Suite feuilleton de l’été : manuel pratique de publicité en 1922 – V

« Le Besoin : Besoin latent — Besoin existant

LA PUBLICITÉ CRÉE-T-ELLE LE BESOIN ?

Ce point, très controversé, mérite un examen attentif. Si l’on ne considère que les besoins inexistants la veille, et qu’on se demande si la publicité suffirait à les faire naître spontanément, la réponse n’est pas douteuse : la publicité, à proprement parler, ne crée pas le besoin.

Est-ce à dire qu’elle est théoriquement incapable de créer ce besoin? Nullement. Mais tout porte à croire que l’Annonceur qui tenterait, par les seules forces dont la publicité dispose, de créer de toutes pièces un besoin nouveau, y épuiserait toute son énergie et aussi tous ses capitaux.

Car créer un besoin, c’est simplement faire naître, chez un certain nombre d’individus, formant une majorité relative, l’envie d’une chose dont ils n’avaient pas ressenti la nécessité jusqu’au moment où le besoin leur est, pour ainsi dire, imposé par la publicité.

Prenons un. exemple .: admettons^ qu’un industriel ait eu l’idée de se livrer à l’élevage et à la multiplication de ces hirondelles d’une espèce particulière dont les nids, recueillis sur les rivages d’Extrême-Orient, font, paraît-il, les délices des Chinois, et qu’il se propose d’entreprendre une campagne de publicité pour rendre courante, habituelle, en France, la consommation de ces nids comestibles. Voilà bien le besoin nouveau à créer, car on ne prétendra pas que les nids d’hirondelles fassent partie actuellement de l’alimentation de nos compatriotes. Or, s’imagine-t-on les efforts que cet industriel devrait faire, les dépenses qu’il lui faudrait assumer, avant d’arriver à son but?

========================================================================

- **Consigne a**:
Répétez à l'identique les lignes des enregistrements, en commençant par la ligne qui contient « Box each white ceiling tile you can see. » et en allant jusqu'à la ligne qui contient « [981,622,1083,723] », ces deux lignes comprises.
Le texte et les enregistrements sont deux documents sans lien entre eux.

- **Enregistrements de données**:
========================================================================

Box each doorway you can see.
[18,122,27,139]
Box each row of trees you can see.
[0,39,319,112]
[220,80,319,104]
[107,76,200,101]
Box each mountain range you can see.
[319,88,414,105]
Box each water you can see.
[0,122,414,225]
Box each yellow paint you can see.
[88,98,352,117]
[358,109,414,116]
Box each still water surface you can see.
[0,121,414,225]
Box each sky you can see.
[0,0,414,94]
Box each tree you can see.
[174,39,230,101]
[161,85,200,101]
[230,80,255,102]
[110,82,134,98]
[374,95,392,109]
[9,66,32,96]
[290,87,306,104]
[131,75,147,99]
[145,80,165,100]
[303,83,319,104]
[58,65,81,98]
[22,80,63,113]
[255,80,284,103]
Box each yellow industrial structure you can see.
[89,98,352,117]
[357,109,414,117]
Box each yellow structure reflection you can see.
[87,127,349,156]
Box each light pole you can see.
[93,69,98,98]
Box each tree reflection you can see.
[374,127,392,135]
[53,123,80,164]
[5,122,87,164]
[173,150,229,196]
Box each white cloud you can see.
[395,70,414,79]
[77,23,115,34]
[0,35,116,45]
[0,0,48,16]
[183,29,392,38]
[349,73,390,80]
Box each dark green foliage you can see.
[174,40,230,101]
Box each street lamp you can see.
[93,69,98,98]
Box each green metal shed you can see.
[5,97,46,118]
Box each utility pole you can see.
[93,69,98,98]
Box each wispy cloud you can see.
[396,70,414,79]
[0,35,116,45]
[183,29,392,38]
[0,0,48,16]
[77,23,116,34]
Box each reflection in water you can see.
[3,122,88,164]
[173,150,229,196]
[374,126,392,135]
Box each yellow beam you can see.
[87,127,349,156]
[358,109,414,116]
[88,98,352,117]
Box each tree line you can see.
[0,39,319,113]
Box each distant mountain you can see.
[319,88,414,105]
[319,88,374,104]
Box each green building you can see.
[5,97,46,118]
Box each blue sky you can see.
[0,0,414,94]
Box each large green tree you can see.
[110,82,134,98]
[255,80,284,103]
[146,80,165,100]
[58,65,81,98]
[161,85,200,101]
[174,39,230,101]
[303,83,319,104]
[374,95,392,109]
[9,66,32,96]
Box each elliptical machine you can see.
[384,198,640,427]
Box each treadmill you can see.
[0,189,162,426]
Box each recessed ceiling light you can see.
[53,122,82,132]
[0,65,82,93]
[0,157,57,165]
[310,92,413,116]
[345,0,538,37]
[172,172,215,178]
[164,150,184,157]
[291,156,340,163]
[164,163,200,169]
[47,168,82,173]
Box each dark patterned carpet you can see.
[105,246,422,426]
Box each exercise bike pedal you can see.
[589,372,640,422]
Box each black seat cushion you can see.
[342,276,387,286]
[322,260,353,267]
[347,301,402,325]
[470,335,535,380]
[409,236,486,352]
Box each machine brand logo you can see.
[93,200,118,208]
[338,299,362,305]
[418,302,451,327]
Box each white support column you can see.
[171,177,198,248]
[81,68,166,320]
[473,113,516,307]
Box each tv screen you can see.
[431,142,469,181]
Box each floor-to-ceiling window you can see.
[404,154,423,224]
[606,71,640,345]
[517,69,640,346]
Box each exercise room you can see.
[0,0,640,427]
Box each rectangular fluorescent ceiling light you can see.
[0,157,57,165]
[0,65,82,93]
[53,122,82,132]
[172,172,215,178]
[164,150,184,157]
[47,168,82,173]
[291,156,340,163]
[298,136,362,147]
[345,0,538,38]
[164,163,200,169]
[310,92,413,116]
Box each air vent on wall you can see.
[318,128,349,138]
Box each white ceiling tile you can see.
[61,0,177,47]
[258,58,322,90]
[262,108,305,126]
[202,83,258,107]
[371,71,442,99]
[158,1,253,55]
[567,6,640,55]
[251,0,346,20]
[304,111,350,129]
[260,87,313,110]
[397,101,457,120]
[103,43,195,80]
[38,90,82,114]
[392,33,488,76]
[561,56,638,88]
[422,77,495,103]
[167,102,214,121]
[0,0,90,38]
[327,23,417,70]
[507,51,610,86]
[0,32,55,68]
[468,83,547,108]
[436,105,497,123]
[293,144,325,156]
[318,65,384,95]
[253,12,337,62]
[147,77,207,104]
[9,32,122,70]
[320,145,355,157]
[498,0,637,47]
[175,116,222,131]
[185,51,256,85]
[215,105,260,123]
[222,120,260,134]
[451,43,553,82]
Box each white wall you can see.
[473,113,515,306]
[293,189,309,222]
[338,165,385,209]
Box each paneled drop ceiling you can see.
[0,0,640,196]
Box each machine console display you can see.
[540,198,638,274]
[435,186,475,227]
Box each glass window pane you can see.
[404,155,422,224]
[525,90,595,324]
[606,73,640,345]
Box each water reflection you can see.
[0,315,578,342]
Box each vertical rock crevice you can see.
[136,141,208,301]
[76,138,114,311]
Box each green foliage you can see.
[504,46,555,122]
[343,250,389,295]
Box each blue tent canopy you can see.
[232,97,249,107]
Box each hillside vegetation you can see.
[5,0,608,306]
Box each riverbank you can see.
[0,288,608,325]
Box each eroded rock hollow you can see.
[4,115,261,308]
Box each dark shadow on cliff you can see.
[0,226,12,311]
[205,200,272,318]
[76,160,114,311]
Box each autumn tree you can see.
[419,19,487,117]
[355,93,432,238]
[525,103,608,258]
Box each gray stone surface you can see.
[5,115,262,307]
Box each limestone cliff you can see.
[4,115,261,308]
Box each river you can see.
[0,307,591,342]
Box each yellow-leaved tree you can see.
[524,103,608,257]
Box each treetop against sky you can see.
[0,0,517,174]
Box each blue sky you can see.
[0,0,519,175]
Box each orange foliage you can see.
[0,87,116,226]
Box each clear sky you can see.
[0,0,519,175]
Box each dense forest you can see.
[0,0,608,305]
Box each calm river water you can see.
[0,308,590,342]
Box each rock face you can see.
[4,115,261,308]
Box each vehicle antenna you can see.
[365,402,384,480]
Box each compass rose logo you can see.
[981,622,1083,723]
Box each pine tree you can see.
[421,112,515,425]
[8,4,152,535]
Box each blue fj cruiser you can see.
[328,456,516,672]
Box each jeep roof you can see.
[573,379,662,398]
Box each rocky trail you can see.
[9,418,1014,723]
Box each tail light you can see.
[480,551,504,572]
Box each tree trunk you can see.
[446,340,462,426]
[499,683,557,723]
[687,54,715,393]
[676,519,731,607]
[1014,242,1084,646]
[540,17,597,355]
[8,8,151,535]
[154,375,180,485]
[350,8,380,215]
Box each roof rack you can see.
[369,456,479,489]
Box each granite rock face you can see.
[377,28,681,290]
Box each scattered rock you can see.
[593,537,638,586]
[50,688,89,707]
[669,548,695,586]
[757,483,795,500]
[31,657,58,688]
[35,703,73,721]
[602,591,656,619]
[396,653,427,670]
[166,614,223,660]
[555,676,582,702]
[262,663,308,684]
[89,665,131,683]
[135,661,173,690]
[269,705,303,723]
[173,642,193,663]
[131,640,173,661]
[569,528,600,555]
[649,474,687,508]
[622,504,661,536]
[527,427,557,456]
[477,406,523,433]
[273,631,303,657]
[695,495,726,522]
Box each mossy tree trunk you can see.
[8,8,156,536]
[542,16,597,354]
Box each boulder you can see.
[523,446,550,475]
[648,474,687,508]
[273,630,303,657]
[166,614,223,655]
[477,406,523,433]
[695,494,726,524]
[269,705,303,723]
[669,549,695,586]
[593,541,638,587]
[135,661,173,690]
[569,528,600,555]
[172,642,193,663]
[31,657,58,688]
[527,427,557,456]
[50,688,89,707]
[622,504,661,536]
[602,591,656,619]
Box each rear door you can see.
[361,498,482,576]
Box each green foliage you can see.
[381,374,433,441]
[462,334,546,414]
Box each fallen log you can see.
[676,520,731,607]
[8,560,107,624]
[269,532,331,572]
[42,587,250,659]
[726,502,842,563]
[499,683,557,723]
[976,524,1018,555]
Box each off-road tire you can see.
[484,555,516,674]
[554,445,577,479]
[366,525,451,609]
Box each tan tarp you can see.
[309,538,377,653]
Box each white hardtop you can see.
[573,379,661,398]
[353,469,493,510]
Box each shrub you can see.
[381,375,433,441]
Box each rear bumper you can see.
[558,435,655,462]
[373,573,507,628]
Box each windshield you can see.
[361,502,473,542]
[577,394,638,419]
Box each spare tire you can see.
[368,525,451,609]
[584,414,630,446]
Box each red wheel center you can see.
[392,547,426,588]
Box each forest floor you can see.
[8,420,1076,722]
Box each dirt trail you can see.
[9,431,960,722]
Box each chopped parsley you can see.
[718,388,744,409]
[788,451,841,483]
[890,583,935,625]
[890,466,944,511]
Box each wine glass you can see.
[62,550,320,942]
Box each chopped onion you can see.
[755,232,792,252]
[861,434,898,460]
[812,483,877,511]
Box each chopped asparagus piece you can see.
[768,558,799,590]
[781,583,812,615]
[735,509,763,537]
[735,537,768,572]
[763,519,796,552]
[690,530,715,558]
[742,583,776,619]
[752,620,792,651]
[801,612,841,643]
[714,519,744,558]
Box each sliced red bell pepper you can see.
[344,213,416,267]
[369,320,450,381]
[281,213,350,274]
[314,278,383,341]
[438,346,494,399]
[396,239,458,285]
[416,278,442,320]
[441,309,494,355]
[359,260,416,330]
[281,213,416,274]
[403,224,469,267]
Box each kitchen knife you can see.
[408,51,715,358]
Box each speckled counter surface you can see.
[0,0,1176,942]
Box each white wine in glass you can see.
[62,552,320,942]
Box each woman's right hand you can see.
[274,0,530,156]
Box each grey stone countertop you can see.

========================================================================

- **Consigne b**:
Reproduisez fidèlement le passage du texte sur la publicité et le besoin, en commençant par « Ce point, très » et en allant jusqu'à « pas le besoin. ».

- **Réponse attendue a**:
Box each white ceiling tile you can see.
[61,0,177,47]
[258,58,322,90]
[262,108,305,126]
[202,83,258,107]
[371,71,442,99]
[158,1,253,55]
[567,6,640,55]
[251,0,346,20]
[304,111,350,129]
[260,87,313,110]
[397,101,457,120]
[103,43,195,80]
[38,90,82,114]
[392,33,488,76]
[561,56,638,88]
[422,77,495,103]
[167,102,214,121]
[0,0,90,38]
[327,23,417,70]
[507,51,610,86]
[0,32,55,68]
[468,83,547,108]
[436,105,497,123]
[293,144,325,156]
[318,65,384,95]
[253,12,337,62]
[147,77,207,104]
[9,32,122,70]
[320,145,355,157]
[498,0,637,47]
[175,116,222,131]
[185,51,256,85]
[215,105,260,123]
[222,120,260,134]
[451,43,553,82]
Box each white wall you can see.
[473,113,515,306]
[293,189,309,222]
[338,165,385,209]
Box each paneled drop ceiling you can see.
[0,0,640,196]
Box each machine console display you can see.
[540,198,638,274]
[435,186,475,227]
Box each glass window pane you can see.
[404,155,422,224]
[525,90,595,324]
[606,73,640,345]
Box each water reflection you can see.
[0,315,578,342]
Box each vertical rock crevice you can see.
[136,141,208,301]
[76,138,114,311]
Box each green foliage you can see.
[504,46,555,122]
[343,250,389,295]
Box each blue tent canopy you can see.
[232,97,249,107]
Box each hillside vegetation you can see.
[5,0,608,306]
Box each riverbank you can see.
[0,288,608,325]
Box each eroded rock hollow you can see.
[4,115,261,308]
Box each dark shadow on cliff you can see.
[0,226,12,311]
[205,200,272,318]
[76,160,114,311]
Box each autumn tree you can see.
[419,19,487,117]
[355,93,432,238]
[525,103,608,258]
Box each gray stone surface you can see.
[5,115,262,307]
Box each limestone cliff you can see.
[4,115,261,308]
Box each river you can see.
[0,307,591,342]
Box each yellow-leaved tree you can see.
[524,103,608,257]
Box each treetop against sky you can see.
[0,0,517,174]
Box each blue sky you can see.
[0,0,519,175]
Box each orange foliage you can see.
[0,87,116,226]
Box each clear sky you can see.
[0,0,519,175]
Box each dense forest you can see.
[0,0,608,305]
Box each calm river water you can see.
[0,308,590,342]
Box each rock face you can see.
[4,115,261,308]
Box each vehicle antenna you can see.
[365,402,384,480]
Box each compass rose logo you can see.
[981,622,1083,723]

- **Réponse attendue b**:
Ce point, très controversé, mérite un examen attentif. Si l’on ne considère que les besoins inexistants la veille, et qu’on se demande si la publicité suffirait à les faire naître spontanément, la réponse n’est pas douteuse : la publicité, à proprement parler, ne crée pas le besoin.